Data entries:
****************************************
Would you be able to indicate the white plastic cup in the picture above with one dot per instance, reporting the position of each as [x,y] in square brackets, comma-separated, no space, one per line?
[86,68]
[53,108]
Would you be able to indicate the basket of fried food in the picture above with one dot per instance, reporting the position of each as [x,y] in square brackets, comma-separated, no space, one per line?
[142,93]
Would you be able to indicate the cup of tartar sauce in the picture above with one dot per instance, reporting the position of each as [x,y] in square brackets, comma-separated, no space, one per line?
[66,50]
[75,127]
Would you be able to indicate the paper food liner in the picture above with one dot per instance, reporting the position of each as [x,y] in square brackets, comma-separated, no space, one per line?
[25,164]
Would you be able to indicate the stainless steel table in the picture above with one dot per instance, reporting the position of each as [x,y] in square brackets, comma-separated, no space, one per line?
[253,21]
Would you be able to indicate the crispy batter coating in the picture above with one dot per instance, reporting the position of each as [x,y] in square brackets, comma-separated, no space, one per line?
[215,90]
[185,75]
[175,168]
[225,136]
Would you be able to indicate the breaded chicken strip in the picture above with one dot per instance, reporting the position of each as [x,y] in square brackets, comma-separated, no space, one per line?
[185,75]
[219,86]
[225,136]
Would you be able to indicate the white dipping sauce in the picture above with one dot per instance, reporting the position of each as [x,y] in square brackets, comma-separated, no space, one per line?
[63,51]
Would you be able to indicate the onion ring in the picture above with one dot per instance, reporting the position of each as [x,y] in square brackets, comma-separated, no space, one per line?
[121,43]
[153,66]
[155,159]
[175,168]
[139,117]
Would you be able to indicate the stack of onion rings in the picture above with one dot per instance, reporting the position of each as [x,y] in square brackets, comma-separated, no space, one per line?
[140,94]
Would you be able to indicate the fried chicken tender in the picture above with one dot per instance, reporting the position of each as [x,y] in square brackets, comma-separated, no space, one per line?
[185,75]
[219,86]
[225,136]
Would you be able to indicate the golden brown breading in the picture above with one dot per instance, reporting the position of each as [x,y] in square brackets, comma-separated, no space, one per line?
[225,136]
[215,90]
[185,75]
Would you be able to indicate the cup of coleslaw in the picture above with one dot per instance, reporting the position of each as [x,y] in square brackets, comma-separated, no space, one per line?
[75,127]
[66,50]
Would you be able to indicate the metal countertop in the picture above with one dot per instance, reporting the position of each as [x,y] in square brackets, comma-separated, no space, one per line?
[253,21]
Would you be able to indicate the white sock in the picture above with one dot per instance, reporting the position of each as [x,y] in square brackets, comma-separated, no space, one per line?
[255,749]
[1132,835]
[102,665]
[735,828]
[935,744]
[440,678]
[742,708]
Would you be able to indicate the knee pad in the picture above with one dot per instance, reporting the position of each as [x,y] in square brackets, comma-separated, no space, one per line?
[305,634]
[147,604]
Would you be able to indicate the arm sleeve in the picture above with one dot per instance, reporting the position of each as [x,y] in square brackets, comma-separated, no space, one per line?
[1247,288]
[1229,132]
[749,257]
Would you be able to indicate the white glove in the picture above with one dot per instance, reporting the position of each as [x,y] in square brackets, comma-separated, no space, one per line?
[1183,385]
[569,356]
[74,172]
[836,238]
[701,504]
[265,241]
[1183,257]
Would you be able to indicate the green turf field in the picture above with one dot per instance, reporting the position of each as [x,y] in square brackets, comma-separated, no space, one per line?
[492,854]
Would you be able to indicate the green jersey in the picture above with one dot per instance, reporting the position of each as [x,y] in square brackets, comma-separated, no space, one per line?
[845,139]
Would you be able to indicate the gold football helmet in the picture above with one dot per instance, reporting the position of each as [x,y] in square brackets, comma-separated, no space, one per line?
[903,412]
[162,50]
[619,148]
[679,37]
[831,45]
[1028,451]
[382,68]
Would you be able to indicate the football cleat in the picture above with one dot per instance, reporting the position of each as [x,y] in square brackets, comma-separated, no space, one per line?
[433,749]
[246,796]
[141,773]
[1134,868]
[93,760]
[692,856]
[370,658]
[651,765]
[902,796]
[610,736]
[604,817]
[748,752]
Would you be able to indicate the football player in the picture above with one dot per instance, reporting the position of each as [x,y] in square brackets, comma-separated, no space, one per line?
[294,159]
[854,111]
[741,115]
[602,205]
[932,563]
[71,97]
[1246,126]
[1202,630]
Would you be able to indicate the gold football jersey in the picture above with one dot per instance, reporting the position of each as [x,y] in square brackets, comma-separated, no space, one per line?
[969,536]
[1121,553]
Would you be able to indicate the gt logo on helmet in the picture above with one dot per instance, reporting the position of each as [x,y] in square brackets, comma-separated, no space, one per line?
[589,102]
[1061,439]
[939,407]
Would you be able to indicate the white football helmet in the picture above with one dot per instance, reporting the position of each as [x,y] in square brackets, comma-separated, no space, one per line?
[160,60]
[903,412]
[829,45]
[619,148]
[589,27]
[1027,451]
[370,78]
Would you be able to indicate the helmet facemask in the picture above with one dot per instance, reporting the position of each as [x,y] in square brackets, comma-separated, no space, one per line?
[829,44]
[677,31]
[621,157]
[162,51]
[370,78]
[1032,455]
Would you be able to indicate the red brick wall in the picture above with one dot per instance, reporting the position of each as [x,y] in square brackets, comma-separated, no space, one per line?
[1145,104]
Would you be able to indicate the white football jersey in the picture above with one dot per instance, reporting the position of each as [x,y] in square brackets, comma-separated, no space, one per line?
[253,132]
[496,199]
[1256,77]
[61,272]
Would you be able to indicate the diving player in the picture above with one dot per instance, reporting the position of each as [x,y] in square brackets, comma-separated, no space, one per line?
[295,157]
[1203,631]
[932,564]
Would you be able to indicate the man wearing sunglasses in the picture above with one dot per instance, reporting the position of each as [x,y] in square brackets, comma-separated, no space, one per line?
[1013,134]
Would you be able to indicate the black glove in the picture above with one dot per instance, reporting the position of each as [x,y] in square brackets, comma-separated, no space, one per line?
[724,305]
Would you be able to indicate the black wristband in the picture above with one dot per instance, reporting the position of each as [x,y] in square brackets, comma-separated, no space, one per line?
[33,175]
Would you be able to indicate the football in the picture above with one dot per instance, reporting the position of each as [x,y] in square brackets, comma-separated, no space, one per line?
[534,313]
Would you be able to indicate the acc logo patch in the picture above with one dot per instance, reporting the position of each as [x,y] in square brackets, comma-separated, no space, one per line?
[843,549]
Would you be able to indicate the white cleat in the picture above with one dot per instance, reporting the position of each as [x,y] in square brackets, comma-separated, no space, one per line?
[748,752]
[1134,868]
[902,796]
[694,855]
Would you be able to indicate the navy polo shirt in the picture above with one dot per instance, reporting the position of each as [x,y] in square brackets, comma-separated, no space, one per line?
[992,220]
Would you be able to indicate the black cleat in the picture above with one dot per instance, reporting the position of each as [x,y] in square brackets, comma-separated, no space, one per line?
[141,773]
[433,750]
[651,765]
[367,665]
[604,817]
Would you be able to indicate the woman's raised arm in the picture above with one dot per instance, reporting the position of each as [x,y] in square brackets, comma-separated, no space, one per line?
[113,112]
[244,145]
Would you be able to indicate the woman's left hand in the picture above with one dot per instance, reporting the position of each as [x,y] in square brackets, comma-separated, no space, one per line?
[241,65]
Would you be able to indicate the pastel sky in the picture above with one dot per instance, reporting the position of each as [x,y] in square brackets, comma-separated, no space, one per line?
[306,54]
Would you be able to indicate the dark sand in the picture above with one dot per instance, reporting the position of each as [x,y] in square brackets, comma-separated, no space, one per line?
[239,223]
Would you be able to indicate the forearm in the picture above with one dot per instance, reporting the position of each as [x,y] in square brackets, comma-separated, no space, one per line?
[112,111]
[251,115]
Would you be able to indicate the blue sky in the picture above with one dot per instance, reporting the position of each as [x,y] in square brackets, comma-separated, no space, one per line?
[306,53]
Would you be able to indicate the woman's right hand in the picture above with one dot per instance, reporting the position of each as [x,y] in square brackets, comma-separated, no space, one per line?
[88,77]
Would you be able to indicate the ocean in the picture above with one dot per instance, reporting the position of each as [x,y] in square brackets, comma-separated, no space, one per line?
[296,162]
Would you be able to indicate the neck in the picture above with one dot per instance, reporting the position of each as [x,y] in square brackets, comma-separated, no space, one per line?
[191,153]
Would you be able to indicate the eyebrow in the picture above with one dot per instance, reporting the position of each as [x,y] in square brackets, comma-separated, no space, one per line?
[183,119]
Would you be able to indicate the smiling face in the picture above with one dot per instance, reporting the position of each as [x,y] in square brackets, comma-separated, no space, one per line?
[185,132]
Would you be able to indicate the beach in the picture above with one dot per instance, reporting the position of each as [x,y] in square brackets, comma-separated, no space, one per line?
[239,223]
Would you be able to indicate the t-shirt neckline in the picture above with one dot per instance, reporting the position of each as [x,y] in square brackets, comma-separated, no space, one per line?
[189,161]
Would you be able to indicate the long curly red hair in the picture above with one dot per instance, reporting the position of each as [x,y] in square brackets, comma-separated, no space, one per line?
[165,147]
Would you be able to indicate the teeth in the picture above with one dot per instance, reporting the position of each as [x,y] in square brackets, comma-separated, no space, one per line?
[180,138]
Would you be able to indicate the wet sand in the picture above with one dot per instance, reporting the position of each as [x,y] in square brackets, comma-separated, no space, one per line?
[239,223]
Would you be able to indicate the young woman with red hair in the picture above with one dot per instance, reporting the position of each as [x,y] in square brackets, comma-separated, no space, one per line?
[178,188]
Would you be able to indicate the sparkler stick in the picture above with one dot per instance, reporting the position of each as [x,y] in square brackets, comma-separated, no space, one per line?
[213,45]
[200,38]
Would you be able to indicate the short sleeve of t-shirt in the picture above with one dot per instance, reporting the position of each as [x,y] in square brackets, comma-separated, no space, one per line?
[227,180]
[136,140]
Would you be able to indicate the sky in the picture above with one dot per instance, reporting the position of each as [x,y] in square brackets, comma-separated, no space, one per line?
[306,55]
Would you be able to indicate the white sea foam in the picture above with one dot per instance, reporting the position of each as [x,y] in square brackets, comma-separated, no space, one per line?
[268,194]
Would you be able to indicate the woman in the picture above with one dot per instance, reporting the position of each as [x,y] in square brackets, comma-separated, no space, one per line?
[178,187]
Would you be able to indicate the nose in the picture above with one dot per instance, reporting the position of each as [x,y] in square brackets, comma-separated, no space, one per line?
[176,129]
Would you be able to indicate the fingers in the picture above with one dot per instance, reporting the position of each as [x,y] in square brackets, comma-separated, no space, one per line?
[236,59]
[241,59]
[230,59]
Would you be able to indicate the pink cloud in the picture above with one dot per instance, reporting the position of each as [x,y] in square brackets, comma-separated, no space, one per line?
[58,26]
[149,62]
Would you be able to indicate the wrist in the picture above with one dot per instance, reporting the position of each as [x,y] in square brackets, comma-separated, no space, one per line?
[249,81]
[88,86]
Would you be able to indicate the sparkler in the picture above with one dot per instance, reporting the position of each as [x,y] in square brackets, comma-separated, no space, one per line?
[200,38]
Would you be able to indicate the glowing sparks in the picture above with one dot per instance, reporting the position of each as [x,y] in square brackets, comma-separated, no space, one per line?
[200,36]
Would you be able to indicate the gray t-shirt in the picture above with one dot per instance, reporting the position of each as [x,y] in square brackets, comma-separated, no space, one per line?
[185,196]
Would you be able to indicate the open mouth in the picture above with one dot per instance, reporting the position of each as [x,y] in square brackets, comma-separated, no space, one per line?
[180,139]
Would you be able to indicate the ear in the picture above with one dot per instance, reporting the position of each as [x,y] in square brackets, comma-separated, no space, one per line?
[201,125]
****************************************
__Written request__
Return the lines above, from the one containing "Would you be able to indicate the woman in" to the end, exactly as they stand.

__Reply to the exercise__
Would you be able to indicate the woman in the picture above with one dot per instance, reporting the position of each as [x,y] in square brackets, comma-separated, no space, one per line?
[178,187]
Would you be able to indicate the nose in the picture above with one dot per instance, reporting the position of each as [x,y] in square brackets, comma-separated, no space, one per line?
[176,129]
Would you be able to indicate the fingers in the picture above with one dot per instance, reporting the position of each as [x,y] in square brackets, comma-separated, no space, one per line?
[236,59]
[241,59]
[230,59]
Would you be able to indicate the pink cloud in the picture above with one dot per instance, reporting the position of each as [x,y] in square brackets, comma-separated, no space, one per line?
[58,26]
[149,62]
Would you be able to indicate the wrist in the picture above with one dot per instance, reporting the position of each as [x,y] in square brackets, comma-separated, no space, one per line?
[249,81]
[88,86]
Would you be able to indicate the sparkler in the picture above with one dot per instance, reporting the position of each as [x,y] in square brackets, comma-separated, no space, one per line?
[200,38]
Would you be able to indicate the glowing sparks in the picture above with one dot per instance, reporting the position of each as [x,y] in square brackets, comma-separated, no space, one per line?
[200,36]
Would you be able to indicate the gray t-shirt in the picture above with one dot per instance, reporting the position of each as [x,y] in square brackets, comma-separated, no space, one per line?
[185,196]
Would you be able to indicate the open mouth in the picture above with one dot per instance, reporting the position of each as [x,y] in square brackets, comma-separated, no space, one per line?
[180,139]
Would you be able to indicate the ear in the picture above with one dot per instance, reporting the position of each as [x,y] in square brackets, comma-separated, no space, one per line?
[201,125]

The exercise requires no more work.